WHAT NEEDS TO BE DONE
Go over the records and count each line that has the string "Target". Give the number and nothing else.

DATA SECTION
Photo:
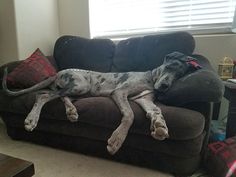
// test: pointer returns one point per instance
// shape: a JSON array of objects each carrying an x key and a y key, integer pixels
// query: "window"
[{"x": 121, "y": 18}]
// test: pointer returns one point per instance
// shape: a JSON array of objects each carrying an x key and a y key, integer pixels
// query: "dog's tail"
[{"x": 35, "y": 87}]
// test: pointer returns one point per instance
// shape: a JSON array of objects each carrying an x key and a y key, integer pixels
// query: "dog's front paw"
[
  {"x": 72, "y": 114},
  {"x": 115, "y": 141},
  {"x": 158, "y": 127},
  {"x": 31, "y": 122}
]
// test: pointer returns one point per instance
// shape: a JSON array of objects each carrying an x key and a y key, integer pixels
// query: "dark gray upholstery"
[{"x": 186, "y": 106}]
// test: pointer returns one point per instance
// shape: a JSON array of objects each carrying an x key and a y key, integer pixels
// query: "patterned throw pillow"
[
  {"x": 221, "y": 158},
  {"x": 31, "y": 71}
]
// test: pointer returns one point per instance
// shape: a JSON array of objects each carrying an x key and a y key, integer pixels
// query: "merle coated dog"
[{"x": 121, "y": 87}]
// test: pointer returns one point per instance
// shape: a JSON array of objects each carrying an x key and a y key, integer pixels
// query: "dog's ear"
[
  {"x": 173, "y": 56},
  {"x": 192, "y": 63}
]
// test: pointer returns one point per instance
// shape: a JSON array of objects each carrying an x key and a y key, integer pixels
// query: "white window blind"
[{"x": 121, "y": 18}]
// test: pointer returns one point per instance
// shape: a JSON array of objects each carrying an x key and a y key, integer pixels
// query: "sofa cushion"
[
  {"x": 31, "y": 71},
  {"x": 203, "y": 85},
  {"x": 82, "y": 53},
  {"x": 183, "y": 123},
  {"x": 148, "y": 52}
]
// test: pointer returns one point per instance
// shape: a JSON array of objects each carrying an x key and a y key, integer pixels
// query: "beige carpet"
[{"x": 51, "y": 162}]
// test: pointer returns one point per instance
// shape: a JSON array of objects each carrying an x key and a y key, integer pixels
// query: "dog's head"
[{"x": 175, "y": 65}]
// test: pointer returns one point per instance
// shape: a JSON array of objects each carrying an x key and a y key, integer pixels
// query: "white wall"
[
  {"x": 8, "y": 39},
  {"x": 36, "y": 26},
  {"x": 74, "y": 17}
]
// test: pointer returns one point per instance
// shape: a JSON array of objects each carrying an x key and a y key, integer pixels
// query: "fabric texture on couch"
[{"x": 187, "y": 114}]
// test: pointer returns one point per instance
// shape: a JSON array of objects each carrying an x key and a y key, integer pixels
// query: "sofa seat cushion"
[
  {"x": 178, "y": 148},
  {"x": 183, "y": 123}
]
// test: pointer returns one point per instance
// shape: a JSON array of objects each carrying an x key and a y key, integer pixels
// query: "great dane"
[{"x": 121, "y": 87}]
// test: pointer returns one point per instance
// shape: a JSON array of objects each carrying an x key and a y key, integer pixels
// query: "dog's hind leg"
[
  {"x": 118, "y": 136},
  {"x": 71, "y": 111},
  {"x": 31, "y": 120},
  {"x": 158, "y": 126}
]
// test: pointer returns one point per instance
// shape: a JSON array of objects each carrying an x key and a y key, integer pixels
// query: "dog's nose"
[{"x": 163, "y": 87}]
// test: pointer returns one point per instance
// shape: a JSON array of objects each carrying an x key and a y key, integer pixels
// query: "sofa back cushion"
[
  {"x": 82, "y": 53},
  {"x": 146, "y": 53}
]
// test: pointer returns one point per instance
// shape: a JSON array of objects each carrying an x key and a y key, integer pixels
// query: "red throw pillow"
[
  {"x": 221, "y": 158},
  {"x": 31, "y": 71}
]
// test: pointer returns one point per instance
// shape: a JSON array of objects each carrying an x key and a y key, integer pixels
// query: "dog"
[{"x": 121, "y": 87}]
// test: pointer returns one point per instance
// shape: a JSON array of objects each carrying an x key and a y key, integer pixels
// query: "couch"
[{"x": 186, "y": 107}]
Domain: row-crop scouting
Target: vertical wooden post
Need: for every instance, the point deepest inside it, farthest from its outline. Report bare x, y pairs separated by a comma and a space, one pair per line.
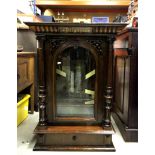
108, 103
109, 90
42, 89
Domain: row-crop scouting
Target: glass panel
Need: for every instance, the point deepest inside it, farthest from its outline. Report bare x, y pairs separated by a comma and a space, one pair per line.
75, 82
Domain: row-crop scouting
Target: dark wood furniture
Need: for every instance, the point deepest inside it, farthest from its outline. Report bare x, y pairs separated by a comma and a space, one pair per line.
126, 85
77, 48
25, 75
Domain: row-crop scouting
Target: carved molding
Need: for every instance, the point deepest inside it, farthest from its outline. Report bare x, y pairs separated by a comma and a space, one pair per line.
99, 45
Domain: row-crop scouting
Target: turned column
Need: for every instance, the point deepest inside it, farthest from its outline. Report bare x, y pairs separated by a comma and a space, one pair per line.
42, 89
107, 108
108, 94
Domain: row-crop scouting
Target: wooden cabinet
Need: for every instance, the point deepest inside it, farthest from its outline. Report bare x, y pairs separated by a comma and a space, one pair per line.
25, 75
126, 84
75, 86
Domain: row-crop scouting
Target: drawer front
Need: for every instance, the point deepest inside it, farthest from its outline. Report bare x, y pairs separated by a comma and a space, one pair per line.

ANSWER SECTION
7